**GIVEN PROBLEM**
Rewrite every row below, requests included, and multiply each x,y coordinate in the answers by 1.95. Round the results to whole numbers, rounding halves up.

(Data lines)
★ ★ ★ ★ ★ ★ ★

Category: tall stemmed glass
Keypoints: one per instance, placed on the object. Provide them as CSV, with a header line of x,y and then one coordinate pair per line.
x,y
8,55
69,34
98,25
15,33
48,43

★ ★ ★ ★ ★ ★ ★

**THE RESULT**
Category: tall stemmed glass
Keypoints: one per instance, placed on the object. Provide them as CSV, with a header line of x,y and then one coordinate pair per line.
x,y
16,107
135,66
191,49
29,64
94,84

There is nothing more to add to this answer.